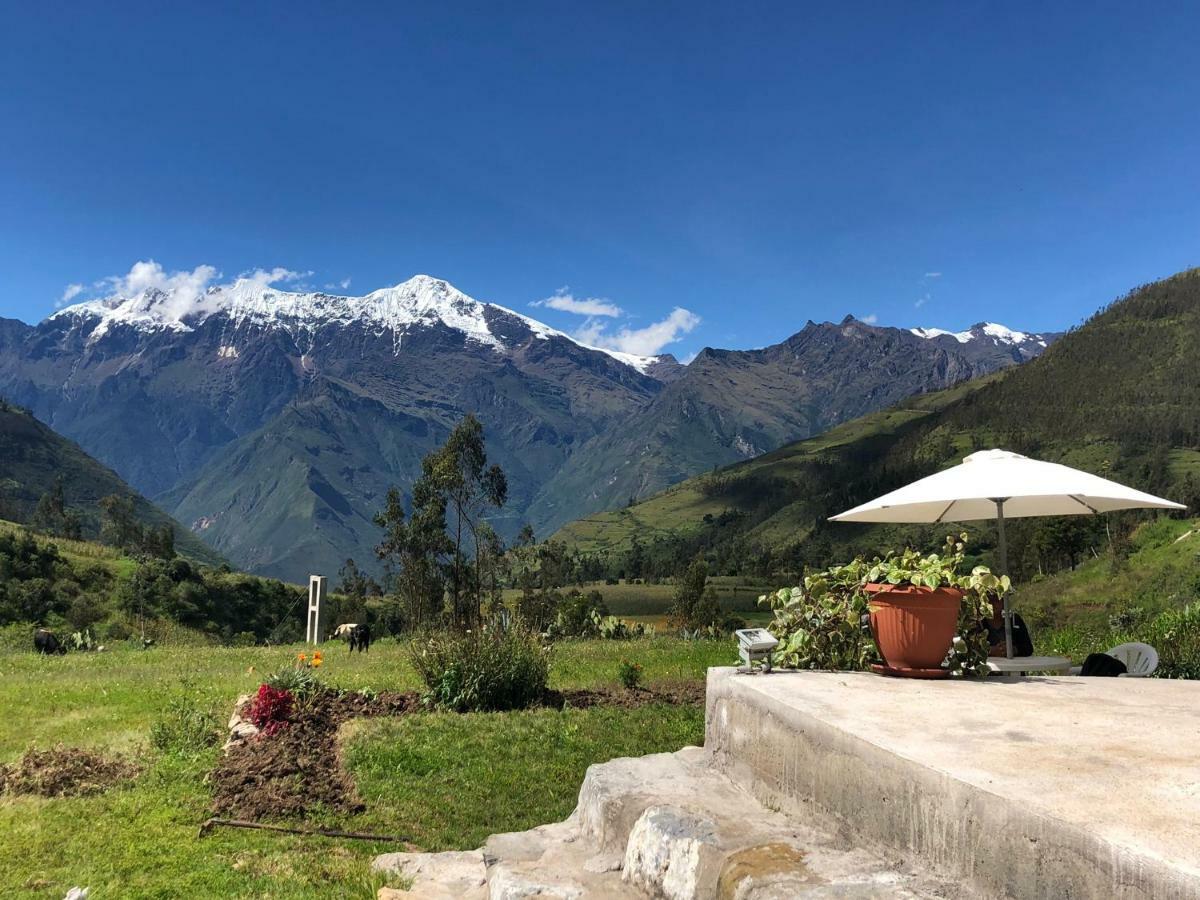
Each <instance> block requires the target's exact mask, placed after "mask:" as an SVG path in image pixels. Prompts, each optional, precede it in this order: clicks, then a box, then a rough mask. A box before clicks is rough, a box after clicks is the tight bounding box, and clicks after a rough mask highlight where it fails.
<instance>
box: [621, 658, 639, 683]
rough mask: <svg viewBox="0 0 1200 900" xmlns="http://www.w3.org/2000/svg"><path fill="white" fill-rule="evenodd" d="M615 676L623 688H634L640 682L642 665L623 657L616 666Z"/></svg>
mask: <svg viewBox="0 0 1200 900" xmlns="http://www.w3.org/2000/svg"><path fill="white" fill-rule="evenodd" d="M617 678H618V680H620V683H622V685H624V688H625V690H635V689H637V688H640V686H641V684H642V667H641V666H640V665H637V664H636V662H631V661H630V660H628V659H623V660H622V661H620V665H619V666H617Z"/></svg>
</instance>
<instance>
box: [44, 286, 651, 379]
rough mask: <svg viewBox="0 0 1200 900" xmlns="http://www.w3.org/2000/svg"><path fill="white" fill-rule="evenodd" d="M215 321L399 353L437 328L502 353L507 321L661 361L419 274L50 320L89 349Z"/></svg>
mask: <svg viewBox="0 0 1200 900" xmlns="http://www.w3.org/2000/svg"><path fill="white" fill-rule="evenodd" d="M214 316H220V317H224V318H226V319H228V322H229V324H232V325H233V328H234V329H238V328H241V326H245V325H253V326H256V328H258V329H271V328H277V329H283V330H287V331H289V332H296V331H307V332H313V331H317V330H319V329H326V328H348V326H358V328H367V329H374V330H378V331H380V332H382V331H386V332H389V334H390V335H391V336H392V338H394V349H395V350H396V352H398V350H400V348H401V347H402V346H403V338H404V335H406V334H408V332H409V331H412V330H413V329H420V328H432V326H436V325H444V326H445V328H449V329H452V330H455V331H458V332H461V334H462V335H463V336H464V337H466V338H467V340H468V341H472V342H474V343H478V344H481V346H484V347H491V348H492V349H494V350H499V352H503V350H505V349H506V348H508V347H509V342H508V341H505V340H504V337H503V334H502V332H498V331H497V330H496V329H493V328H492V325H491V322H494V320H496V318H497V317H508V318H512V319H516V320H518V322H521V323H523V324H524V325H526V326H527V328H528V330H529V332H530V334H532V335H533V336H534V337H535V338H538V340H541V341H550V340H553V338H560V340H564V341H571V342H572V343H576V344H578V346H581V347H584V348H586V349H590V350H598V352H600V353H605V354H607V355H610V356H612V358H613V359H616V360H618V361H619V362H623V364H625V365H626V366H631V367H634V368H636V370H637V371H638V372H641V373H643V374H644V373H647V372H648V371H649V370H650V368H652V367H653V366H654V365H655V364H656V362H659V361H660V360H661V359H662V358H660V356H638V355H635V354H631V353H622V352H619V350H612V349H607V348H602V347H590V346H588V344H583V343H581V342H578V341H576V340H575V338H572V337H571V336H570V335H568V334H565V332H563V331H558V330H556V329H552V328H551V326H550V325H546V324H545V323H541V322H538V320H536V319H532V318H529V317H528V316H522V314H521V313H518V312H515V311H512V310H509V308H506V307H504V306H499V305H498V304H486V302H481V301H479V300H475V299H474V298H470V296H467V294H464V293H462V292H461V290H458V289H457V288H455V287H454V286H452V284H450V283H449V282H445V281H443V280H440V278H434V277H431V276H428V275H416V276H414V277H412V278H409V280H408V281H406V282H402V283H400V284H396V286H395V287H390V288H382V289H379V290H373V292H371V293H370V294H366V295H364V296H348V295H340V294H329V293H325V292H304V293H298V292H289V290H280V289H277V288H274V287H271V286H270V284H265V283H263V282H262V281H257V280H254V278H239V280H238V281H235V282H233V283H232V284H216V286H212V287H210V288H208V289H206V290H204V292H203V293H185V292H184V290H170V292H164V290H160V289H156V288H148V289H146V290H144V292H142V293H140V294H137V295H134V296H109V298H104V299H101V300H89V301H86V302H82V304H76V305H73V306H67V307H65V308H62V310H60V311H58V312H56V313H54V314H53V316H52V317H50V318H52V319H61V320H65V322H77V323H82V324H85V325H86V326H88V328H89V336H88V340H89V342H95V341H98V340H101V338H103V337H104V336H106V335H107V334H109V332H110V331H112V330H113V329H114V328H119V326H122V325H124V326H128V328H133V329H139V330H143V331H155V330H167V331H179V332H187V331H193V330H194V329H196V328H198V326H199V325H202V324H203V323H204V322H206V320H208V319H209V318H211V317H214ZM233 349H236V348H233Z"/></svg>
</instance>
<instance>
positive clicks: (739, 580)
mask: <svg viewBox="0 0 1200 900" xmlns="http://www.w3.org/2000/svg"><path fill="white" fill-rule="evenodd" d="M708 584H710V586H712V587H714V588H715V589H716V599H718V601H719V602H720V605H721V610H724V611H725V612H736V613H737V614H738V616H740V617H742V618H744V619H748V620H750V619H751V618H755V619H758V618H762V617H761V616H758V614H757V613H760V612H761V611H760V608H758V598H760V596H762V595H763V594H766V593H767V592H768V590H772V589H774V588H778V587H781V584H775V583H774V582H769V581H763V580H761V578H749V577H742V576H725V575H714V576H709V578H708ZM580 589H581V590H584V592H588V590H599V592H600V594H601V595H602V596H604V601H605V605H606V606H607V607H608V612H610V613H611V614H612V616H619V617H622V618H628V619H632V620H635V622H646V620H653V619H656V620H660V622H665V617H666V614H667V611H668V610H670V607H671V598H672V596H673V594H674V584H672V583H670V582H661V583H659V584H650V583H634V582H629V581H622V582H620V583H618V584H605V583H604V582H602V581H594V582H588V583H586V584H583V587H582V588H580ZM520 594H521V592H520V590H515V589H509V590H505V592H504V599H505V601H506V602H508V604H509V605H510V606H511V605H512V604H514V602H515V600H516V598H517V596H520ZM768 618H769V617H768Z"/></svg>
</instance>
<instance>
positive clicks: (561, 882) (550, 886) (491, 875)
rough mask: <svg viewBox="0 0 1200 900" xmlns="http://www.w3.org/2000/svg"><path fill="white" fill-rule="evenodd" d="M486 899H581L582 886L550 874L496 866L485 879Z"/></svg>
mask: <svg viewBox="0 0 1200 900" xmlns="http://www.w3.org/2000/svg"><path fill="white" fill-rule="evenodd" d="M487 887H488V894H487V900H528V898H541V900H583V898H584V896H587V894H586V893H584V890H583V887H582V886H581V884H578V883H576V882H574V881H570V880H568V878H562V877H558V878H556V877H553V876H552V875H548V874H547V875H536V876H532V875H528V874H524V872H516V871H512V870H510V869H505V868H498V869H496V870H493V871H492V872H491V874H490V876H488V880H487Z"/></svg>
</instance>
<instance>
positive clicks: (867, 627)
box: [758, 534, 1009, 678]
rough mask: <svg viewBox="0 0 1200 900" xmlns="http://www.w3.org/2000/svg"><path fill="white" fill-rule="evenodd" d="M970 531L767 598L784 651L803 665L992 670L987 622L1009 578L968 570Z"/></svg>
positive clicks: (865, 561)
mask: <svg viewBox="0 0 1200 900" xmlns="http://www.w3.org/2000/svg"><path fill="white" fill-rule="evenodd" d="M966 538H967V536H966V535H965V534H961V535H959V536H956V538H955V536H950V538H947V542H946V547H944V548H943V551H942V552H941V553H932V554H929V556H922V554H920V553H918V552H917V551H913V550H907V551H905V552H904V553H900V554H895V553H889V554H887V556H886V557H883V558H876V559H874V560H870V562H868V560H865V559H863V558H862V557H859V558H857V559H854V560H852V562H850V563H847V564H845V565H836V566H832V568H829V569H826V570H823V571H817V572H811V574H809V575H805V577H804V580H803V582H802V583H800V584H798V586H797V587H793V588H784V589H781V590H776V592H774V593H772V594H764V595H763V596H761V598H758V602H760V605H763V606H769V607H770V608H772V610H773V612H774V622H773V623H772V625H770V628H772V631H774V634H775V635H776V637H779V638H780V648H779V649H778V650H776V654H775V658H776V660H778V661H779V664H780V665H782V666H788V667H794V668H823V670H865V668H872V670H874V671H878V672H883V673H886V674H901V676H910V677H926V678H928V677H942V676H946V674H948V673H952V672H953V673H985V672H986V661H988V641H986V634H985V631H984V630H983V629H980V628H979V623H980V622H982V620H984V619H985V618H988V617H990V614H991V610H990V602H989V600H990V598H992V596H1001V595H1003V594H1004V593H1006V592H1007V590H1008V589H1009V581H1008V578H1007V577H997V576H995V575H992V574H991V572H990V571H989V570H988V569H986V568H984V566H977V568H976V569H973V570H972V571H971V574H970V575H962V574H960V572H961V570H962V562H964V547H965V542H966ZM881 656H882V659H883V660H884V665H882V666H881V665H878V664H877V660H878V659H880V658H881Z"/></svg>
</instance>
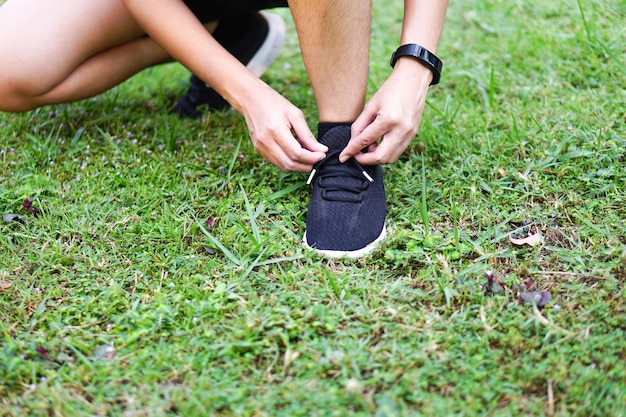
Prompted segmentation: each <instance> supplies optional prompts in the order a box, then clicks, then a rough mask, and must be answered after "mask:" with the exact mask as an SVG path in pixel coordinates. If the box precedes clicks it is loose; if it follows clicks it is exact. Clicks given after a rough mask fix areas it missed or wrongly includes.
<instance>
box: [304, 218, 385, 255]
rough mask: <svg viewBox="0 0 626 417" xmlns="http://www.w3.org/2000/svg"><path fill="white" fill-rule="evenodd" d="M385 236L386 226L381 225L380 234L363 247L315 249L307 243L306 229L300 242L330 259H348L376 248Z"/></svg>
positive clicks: (369, 252) (369, 253)
mask: <svg viewBox="0 0 626 417" xmlns="http://www.w3.org/2000/svg"><path fill="white" fill-rule="evenodd" d="M386 237H387V228H386V226H383V230H382V231H381V232H380V235H379V236H378V237H377V238H376V240H374V241H373V242H372V243H370V244H369V245H367V246H366V247H364V248H361V249H357V250H353V251H341V250H327V249H317V248H314V247H312V246H310V245H309V243H308V242H307V240H306V231H305V232H304V237H303V238H302V243H303V244H304V246H306V247H307V248H309V249H311V250H312V251H314V252H317V253H318V254H319V255H320V256H323V257H325V258H331V259H340V258H348V259H358V258H363V257H365V256H367V255H369V254H370V253H372V252H373V251H374V250H376V249H378V247H379V246H380V243H381V242H382V241H383V240H385V238H386Z"/></svg>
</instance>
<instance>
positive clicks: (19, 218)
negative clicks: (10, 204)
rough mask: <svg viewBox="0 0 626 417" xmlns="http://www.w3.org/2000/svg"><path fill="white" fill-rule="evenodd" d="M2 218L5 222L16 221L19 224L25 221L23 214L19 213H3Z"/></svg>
mask: <svg viewBox="0 0 626 417" xmlns="http://www.w3.org/2000/svg"><path fill="white" fill-rule="evenodd" d="M2 220H4V222H5V223H11V222H17V223H21V224H25V223H26V220H24V216H21V215H19V214H13V213H6V214H3V215H2Z"/></svg>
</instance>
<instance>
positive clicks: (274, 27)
mask: <svg viewBox="0 0 626 417" xmlns="http://www.w3.org/2000/svg"><path fill="white" fill-rule="evenodd" d="M259 14H260V15H261V16H262V17H263V18H264V19H265V20H266V21H267V25H268V27H269V30H268V33H267V37H266V38H265V42H263V44H262V45H261V47H260V48H259V50H258V51H257V52H256V54H254V56H253V57H252V59H251V60H250V62H248V65H246V67H247V68H248V70H250V71H251V72H252V73H254V74H255V75H256V76H257V77H260V76H261V75H262V74H263V73H264V72H265V71H267V69H268V68H269V66H270V65H271V64H272V62H274V60H275V59H276V58H277V57H278V55H279V54H280V48H281V47H282V46H283V42H284V41H285V22H283V19H282V18H281V17H280V16H278V15H276V14H272V13H267V12H259Z"/></svg>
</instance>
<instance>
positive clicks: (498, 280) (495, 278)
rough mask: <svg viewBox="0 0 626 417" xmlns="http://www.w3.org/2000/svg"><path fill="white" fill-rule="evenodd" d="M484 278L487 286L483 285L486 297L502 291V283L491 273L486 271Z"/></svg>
mask: <svg viewBox="0 0 626 417" xmlns="http://www.w3.org/2000/svg"><path fill="white" fill-rule="evenodd" d="M485 278H487V284H486V285H485V294H487V295H498V294H500V293H501V292H502V291H503V288H502V287H503V285H504V284H502V282H500V280H499V279H498V277H496V276H495V275H494V274H493V272H491V271H487V272H485Z"/></svg>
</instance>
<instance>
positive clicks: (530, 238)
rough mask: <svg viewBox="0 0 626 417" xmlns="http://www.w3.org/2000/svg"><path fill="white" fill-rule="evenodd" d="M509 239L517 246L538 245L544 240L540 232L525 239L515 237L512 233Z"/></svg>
mask: <svg viewBox="0 0 626 417" xmlns="http://www.w3.org/2000/svg"><path fill="white" fill-rule="evenodd" d="M509 240H510V241H511V243H512V244H514V245H517V246H523V245H529V246H537V245H538V244H540V243H541V241H542V240H543V239H542V238H541V234H540V233H535V234H534V235H529V236H528V237H526V238H524V239H515V238H514V237H513V236H512V235H511V236H509Z"/></svg>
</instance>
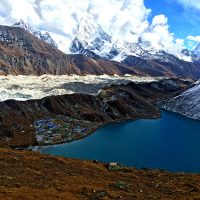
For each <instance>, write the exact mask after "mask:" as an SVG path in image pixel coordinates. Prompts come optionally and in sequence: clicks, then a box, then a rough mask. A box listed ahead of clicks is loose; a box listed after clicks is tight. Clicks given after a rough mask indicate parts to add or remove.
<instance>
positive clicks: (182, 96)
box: [161, 81, 200, 120]
mask: <svg viewBox="0 0 200 200" xmlns="http://www.w3.org/2000/svg"><path fill="white" fill-rule="evenodd" d="M199 97H200V83H199V81H198V82H197V83H196V85H194V86H193V87H191V88H189V89H188V90H186V91H184V92H183V93H181V94H180V95H178V96H175V97H173V98H171V99H169V100H167V101H164V102H161V105H162V108H164V109H166V110H169V111H171V112H175V113H178V114H181V115H184V116H186V117H189V118H191V119H195V120H200V104H199V102H200V99H199Z"/></svg>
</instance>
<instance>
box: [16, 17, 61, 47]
mask: <svg viewBox="0 0 200 200" xmlns="http://www.w3.org/2000/svg"><path fill="white" fill-rule="evenodd" d="M13 27H19V28H23V29H25V30H26V31H28V32H30V33H31V34H33V35H34V36H36V37H37V38H39V39H41V40H43V41H45V42H47V43H48V44H50V45H52V46H53V47H55V48H58V45H57V44H56V42H55V41H54V40H53V39H52V37H51V36H50V34H49V33H48V32H45V33H44V34H42V32H41V30H40V29H37V28H32V27H31V26H30V25H29V24H28V23H25V22H24V20H23V19H20V20H19V22H16V23H14V24H13Z"/></svg>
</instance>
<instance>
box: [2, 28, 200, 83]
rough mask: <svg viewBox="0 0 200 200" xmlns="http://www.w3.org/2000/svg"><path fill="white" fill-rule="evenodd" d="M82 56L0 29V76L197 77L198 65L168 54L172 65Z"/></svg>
mask: <svg viewBox="0 0 200 200" xmlns="http://www.w3.org/2000/svg"><path fill="white" fill-rule="evenodd" d="M82 53H83V52H82ZM83 54H85V53H83ZM86 55H87V56H89V57H87V56H85V55H82V54H76V55H75V54H74V55H66V54H64V53H63V52H61V51H59V50H58V49H57V48H54V47H53V46H52V45H49V44H48V43H46V42H44V41H42V40H40V39H38V38H37V37H35V36H34V35H33V34H31V33H29V32H28V31H26V30H24V29H22V28H19V27H8V26H0V74H4V75H7V74H15V75H17V74H24V75H30V74H33V75H42V74H53V75H63V74H78V75H85V74H95V75H100V74H108V75H113V74H117V75H124V74H133V75H143V76H148V75H150V76H170V77H181V78H192V79H198V78H200V67H199V65H198V62H196V63H194V62H193V63H189V62H185V61H181V60H179V59H177V58H175V57H174V56H172V55H171V57H170V55H168V57H169V58H168V57H167V58H165V59H164V60H168V59H170V60H173V62H172V63H171V62H161V61H159V60H151V61H147V60H145V59H143V58H140V57H136V56H129V57H127V58H126V59H125V60H124V61H123V63H120V62H116V61H110V60H105V59H102V58H100V57H99V56H97V57H95V56H90V54H86ZM90 57H92V58H90ZM93 58H94V59H93ZM172 58H173V59H172Z"/></svg>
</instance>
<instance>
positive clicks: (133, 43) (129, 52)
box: [70, 19, 200, 79]
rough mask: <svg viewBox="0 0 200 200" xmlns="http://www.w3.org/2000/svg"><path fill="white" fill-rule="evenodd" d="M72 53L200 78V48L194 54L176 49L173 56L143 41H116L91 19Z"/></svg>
mask: <svg viewBox="0 0 200 200" xmlns="http://www.w3.org/2000/svg"><path fill="white" fill-rule="evenodd" d="M70 51H71V52H72V53H79V54H84V55H86V56H88V57H91V58H99V57H100V58H103V59H106V60H115V61H118V62H121V63H124V64H126V65H128V66H130V67H133V68H134V66H137V67H139V68H142V70H144V71H145V72H147V73H149V74H150V75H154V76H155V75H163V76H170V77H179V78H191V79H199V78H200V67H199V66H200V58H199V56H198V55H199V54H198V46H197V48H196V51H194V52H192V51H189V50H187V49H183V50H182V51H180V52H177V51H176V50H175V51H174V52H173V54H172V53H170V52H168V51H167V50H166V49H165V51H164V50H162V49H160V50H158V49H155V48H154V47H153V46H152V45H151V42H149V41H143V40H142V38H139V39H138V41H137V42H134V43H131V42H127V41H118V40H117V41H114V40H113V39H112V37H111V36H109V35H108V34H107V33H105V31H104V30H103V29H102V28H101V26H100V25H98V24H96V22H94V21H92V20H91V19H84V20H81V22H80V24H79V27H78V30H77V33H76V36H75V38H74V40H73V41H72V43H71V47H70ZM195 52H196V53H195Z"/></svg>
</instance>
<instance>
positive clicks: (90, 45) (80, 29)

# # # # #

== Goal of the exercise ==
Please copy out the items from their start through the line holding "box: [621, 658, 639, 683]", that line included, and leave the pictures out of your answer.

== Result ==
Each <instance> block requires the target's exact mask, placed after "mask:" as an SVG path in image pixels. Prompts, each optional, precede it in this order: clicks, then a box, then a rough mask. A box before clicks is rough, a box after clicks is the tight bounding box, and clicks after a rough mask highlight where it fails.
<instance>
box: [621, 658, 639, 683]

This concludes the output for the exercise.